== THE PROBLEM ==
Give the data below again, word for word.

==== GIVEN INFORMATION ====

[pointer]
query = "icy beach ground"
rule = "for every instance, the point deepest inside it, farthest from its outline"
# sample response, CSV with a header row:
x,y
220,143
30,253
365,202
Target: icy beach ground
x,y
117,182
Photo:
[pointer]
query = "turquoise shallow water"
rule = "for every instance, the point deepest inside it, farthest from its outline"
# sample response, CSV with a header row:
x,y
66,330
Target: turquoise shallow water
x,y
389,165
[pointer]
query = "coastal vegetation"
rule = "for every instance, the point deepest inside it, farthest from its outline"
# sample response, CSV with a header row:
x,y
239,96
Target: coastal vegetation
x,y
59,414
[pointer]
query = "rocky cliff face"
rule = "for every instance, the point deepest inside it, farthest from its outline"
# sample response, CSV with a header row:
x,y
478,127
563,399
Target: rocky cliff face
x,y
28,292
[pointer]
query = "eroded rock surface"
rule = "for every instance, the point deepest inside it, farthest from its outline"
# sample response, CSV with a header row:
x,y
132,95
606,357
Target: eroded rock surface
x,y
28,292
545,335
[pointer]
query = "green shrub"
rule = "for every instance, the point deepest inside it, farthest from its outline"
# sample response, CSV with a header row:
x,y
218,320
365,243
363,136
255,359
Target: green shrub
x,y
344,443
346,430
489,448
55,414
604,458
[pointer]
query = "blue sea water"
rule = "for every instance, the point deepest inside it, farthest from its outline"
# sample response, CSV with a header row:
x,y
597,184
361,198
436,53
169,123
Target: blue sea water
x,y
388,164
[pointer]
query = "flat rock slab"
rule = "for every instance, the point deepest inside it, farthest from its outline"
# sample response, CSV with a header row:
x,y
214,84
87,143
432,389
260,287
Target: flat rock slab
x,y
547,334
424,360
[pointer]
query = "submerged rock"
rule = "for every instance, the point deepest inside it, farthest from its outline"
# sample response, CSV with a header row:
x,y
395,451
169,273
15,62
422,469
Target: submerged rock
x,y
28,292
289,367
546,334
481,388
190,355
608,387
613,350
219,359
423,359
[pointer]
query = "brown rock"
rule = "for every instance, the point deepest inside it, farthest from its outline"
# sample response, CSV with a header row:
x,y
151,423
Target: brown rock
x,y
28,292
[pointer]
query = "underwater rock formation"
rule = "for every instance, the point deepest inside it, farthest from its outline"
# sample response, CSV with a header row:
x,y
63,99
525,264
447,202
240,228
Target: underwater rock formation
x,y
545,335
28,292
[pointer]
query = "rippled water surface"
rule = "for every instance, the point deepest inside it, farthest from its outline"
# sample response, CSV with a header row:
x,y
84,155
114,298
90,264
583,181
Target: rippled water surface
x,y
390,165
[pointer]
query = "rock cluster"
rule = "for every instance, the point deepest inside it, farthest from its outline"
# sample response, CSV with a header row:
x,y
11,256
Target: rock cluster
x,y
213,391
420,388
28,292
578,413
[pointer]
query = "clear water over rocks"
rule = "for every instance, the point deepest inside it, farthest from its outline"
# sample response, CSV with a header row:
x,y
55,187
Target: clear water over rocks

====

== RESPONSE BELOW ==
[pointer]
query = "icy beach ground"
rule = "for every instance, the point deepest inside it, farthest from its outline"
# sample response, CSV with a header row:
x,y
220,143
30,253
365,202
Target: icy beach ground
x,y
117,182
Photo:
[pointer]
query = "turquoise shallow water"
rule = "for every instance, the point deepest inside it, farthest from its outline"
# sample response, CSV with a header row:
x,y
66,330
Target: turquoise shallow water
x,y
389,165
[pointer]
query = "coastal vegetation"
rule = "for every instance, the point deepest inside it, farthest from its outline"
# sample response, CSV with a header row:
x,y
239,96
Target: coastal vegetation
x,y
59,414
[pointer]
query = "rocky cliff face"
rule = "for every instance, the point deepest inside it, farthest from its outline"
# sample response, CSV with a header row:
x,y
478,127
563,399
Target: rocky cliff face
x,y
28,292
[pointer]
query = "eroded rock surface"
rule = "for every instance, the point deepest inside it, farthest from its outline"
# sample response, CSV with a header row:
x,y
132,95
606,357
Target: eroded rock surface
x,y
28,292
545,335
[pointer]
query = "green shrub"
rule = "for every instance, the point deepest inside it, farthest from its outline"
# sample response, CSV with a header row:
x,y
218,320
365,243
363,136
255,359
Target: green shrub
x,y
344,443
346,430
489,448
55,414
604,458
[pointer]
query = "blue sea water"
rule = "for every instance, the point deepest inside it, farthest from its outline"
# sample response, CSV with a header row:
x,y
597,184
361,198
436,53
169,123
Target: blue sea water
x,y
388,164
[pointer]
query = "flat rock slab"
rule = "for every instance, the point deepest inside it, farthest from its outline"
# sample response, CSV with a header row:
x,y
214,84
87,143
432,389
260,287
Target: flat rock slab
x,y
547,334
424,360
[pointer]
query = "submerged rock"
rule = "for every instance, the point deepest inside it, farthest from its outline"
# sample response, CSV with a header row:
x,y
395,451
169,273
15,62
422,469
Target: submerged rock
x,y
28,292
289,367
546,334
481,388
190,355
608,387
613,350
219,359
423,359
[pointer]
query = "brown rock"
rule = "for every instance, the point deepest inside it, farthest from its outline"
# sample response, CSV with a header row:
x,y
151,423
Target: brown rock
x,y
28,292
[pointer]
query = "underwater rock formation"
rule = "for every instance, the point deepest inside it, farthest from its outline"
# sample response, CSV with a header row:
x,y
63,99
525,264
447,202
240,228
Target: underwater rock formation
x,y
545,335
28,292
[pointer]
query = "rippled water surface"
rule = "for every instance, the point deepest inside it, farthest from its outline"
# sample response, CSV with a header row:
x,y
84,155
114,298
90,264
583,181
Target: rippled water surface
x,y
390,165
[pointer]
query = "rock cluster"
rule = "for every instance, the point deepest inside it, farthest from its outline"
# sample response, CSV with a header row:
x,y
11,256
Target: rock cluster
x,y
213,391
420,388
28,292
578,413
[pointer]
query = "clear water over rocks"
rule = "for every instance, the point deepest inside it, farthest from its outline"
# sample response, CSV with a header row:
x,y
55,187
Target: clear water over rocks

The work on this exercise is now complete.